■ **DATA EXCERPTS**
+===+
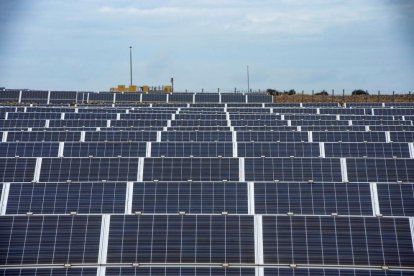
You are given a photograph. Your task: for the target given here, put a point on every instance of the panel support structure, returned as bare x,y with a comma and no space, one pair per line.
410,148
61,149
148,150
38,167
258,239
4,198
387,137
344,170
310,136
235,150
103,241
412,229
322,149
374,199
140,174
234,137
83,134
4,137
128,198
241,169
250,198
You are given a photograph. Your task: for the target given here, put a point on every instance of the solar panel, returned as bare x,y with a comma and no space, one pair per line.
181,271
64,198
17,169
49,239
396,199
88,169
191,198
278,149
313,199
108,149
181,239
293,169
360,241
48,271
195,149
29,149
380,170
194,169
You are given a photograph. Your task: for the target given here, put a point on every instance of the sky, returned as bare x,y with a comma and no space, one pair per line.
306,45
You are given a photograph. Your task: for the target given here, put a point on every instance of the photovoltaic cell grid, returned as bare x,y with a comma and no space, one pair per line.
183,188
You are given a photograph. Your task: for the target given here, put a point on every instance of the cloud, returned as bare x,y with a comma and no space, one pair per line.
244,17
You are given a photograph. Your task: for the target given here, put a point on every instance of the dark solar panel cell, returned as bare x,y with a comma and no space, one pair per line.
197,136
39,136
380,170
17,169
181,239
396,199
63,198
233,98
194,149
108,149
278,149
332,272
29,149
48,271
272,136
195,169
348,136
181,97
123,136
374,150
293,169
194,198
313,198
180,271
207,98
127,97
88,169
252,98
337,241
154,98
49,239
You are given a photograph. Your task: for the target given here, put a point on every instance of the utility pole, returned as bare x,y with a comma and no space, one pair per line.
130,63
248,79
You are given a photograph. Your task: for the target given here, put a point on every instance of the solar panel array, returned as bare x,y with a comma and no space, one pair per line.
203,184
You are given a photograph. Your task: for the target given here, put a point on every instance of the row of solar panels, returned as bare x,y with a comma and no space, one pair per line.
190,239
207,136
318,199
61,97
218,116
203,271
206,169
205,149
194,108
173,123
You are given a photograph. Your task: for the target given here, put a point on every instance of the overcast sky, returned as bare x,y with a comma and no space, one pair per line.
299,44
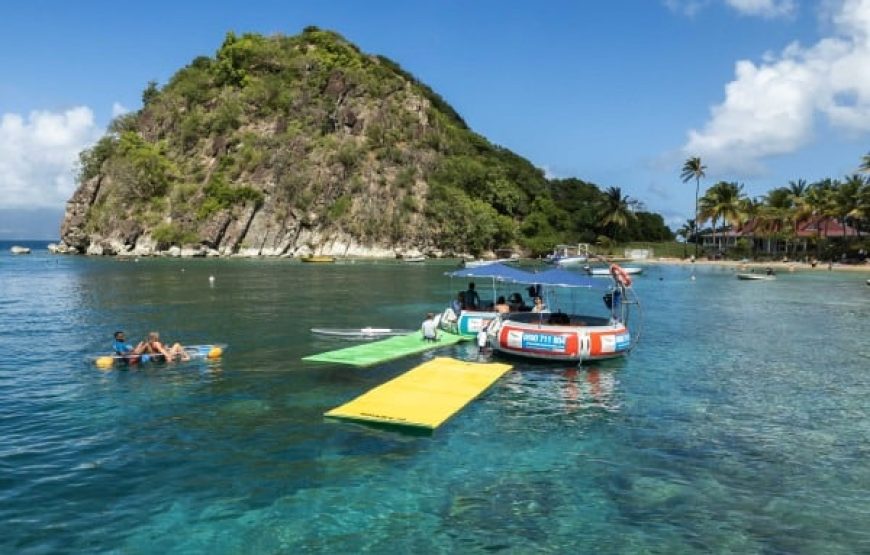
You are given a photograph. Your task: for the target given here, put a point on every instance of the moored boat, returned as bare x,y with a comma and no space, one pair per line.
554,334
569,255
756,277
318,258
605,271
479,263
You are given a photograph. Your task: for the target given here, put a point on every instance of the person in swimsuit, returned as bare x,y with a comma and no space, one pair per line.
153,346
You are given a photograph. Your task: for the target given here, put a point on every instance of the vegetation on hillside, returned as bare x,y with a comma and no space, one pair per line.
311,130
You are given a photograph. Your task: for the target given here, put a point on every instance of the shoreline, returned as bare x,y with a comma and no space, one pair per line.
779,266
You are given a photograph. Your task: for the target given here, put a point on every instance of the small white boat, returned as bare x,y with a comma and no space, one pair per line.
605,272
359,332
479,263
756,277
569,255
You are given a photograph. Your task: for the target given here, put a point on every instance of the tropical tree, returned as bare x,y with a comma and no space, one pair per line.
617,211
797,188
694,169
847,201
728,197
748,210
685,232
777,214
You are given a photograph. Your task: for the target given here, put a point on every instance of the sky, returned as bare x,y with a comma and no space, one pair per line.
618,93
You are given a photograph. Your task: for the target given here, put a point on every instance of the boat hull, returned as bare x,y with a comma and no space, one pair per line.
605,272
755,277
468,323
561,343
570,260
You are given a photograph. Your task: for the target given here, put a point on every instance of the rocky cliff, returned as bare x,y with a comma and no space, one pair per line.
304,144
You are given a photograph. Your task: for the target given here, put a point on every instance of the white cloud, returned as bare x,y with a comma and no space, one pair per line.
686,7
38,156
768,9
119,109
770,107
763,8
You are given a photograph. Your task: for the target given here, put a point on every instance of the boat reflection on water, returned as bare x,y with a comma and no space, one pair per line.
577,390
588,388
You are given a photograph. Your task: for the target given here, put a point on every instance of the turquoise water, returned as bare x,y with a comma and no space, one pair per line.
740,424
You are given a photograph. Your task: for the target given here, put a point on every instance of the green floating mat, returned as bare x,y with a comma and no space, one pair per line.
368,354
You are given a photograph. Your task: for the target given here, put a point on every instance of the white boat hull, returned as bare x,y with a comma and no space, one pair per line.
755,277
571,260
605,272
570,343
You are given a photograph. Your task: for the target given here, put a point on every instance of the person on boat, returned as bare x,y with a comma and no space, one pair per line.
501,306
472,299
125,350
482,340
429,328
153,346
516,304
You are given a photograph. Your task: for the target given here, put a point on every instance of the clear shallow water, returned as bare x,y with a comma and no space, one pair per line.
738,425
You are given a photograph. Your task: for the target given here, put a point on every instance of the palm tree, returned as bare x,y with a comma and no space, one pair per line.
778,213
617,210
728,198
749,210
797,188
707,210
694,169
685,232
847,199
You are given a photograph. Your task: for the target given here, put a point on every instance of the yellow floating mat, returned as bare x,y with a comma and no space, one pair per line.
425,396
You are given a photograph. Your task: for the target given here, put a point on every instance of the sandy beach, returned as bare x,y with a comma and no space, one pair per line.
780,266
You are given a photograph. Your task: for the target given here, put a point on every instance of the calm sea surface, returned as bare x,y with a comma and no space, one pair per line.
740,423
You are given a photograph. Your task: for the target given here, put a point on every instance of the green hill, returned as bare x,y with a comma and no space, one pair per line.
285,145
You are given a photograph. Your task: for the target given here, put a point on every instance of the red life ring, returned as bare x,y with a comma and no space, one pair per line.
+===+
Rewrite the entries above, beginning with the line that contains "of the clear" and continuing through the last line of the entries, both ends included. Copy the requests unchanged, multiply every coordinate in the answers by 1.95, round each result to a whole number with halves rounded up, and output only these lines.

■ **WRITTEN RESPONSE**
You are given a photograph. Your task: for the target given here, put a point on every instance of the clear shallow water, returned as bare x,y with a comma and no space, one pair per line.
1439,829
You are given a photograph. Your task: for the target given here, put a point on every instance of the palm tree, returned as bare x,y with a comma and no space, one pair per line.
1517,415
1203,410
1420,386
1461,410
1554,367
1379,410
1353,330
1336,452
1652,388
You are given a photograph. Your task: for the target given here, put a point on every instance of the yellow floating mat, returned as bare x,y with a comma and no space, one pair per line.
829,772
You are given a photograph. Your task: for the target given here, put a point on every instance of the sandy beach, returned as bare x,y with a comma and no space, one pair per line.
1521,519
You are given a photograph. Your task: for the target given here, put a point on every instance of the calm sea surface, returned as bare x,y with a comma and no space, one pair per line.
1443,825
You are given a photograph. Your task: for the target given here, put a point on every instance of the green hill, returned as bare x,y with a comma and no space, one pair per line.
556,283
You are given a photograph. Your task: for the target given here, put a point on every instance of the red life ring, returned as bare x,y with a comma and no space, one pair per line.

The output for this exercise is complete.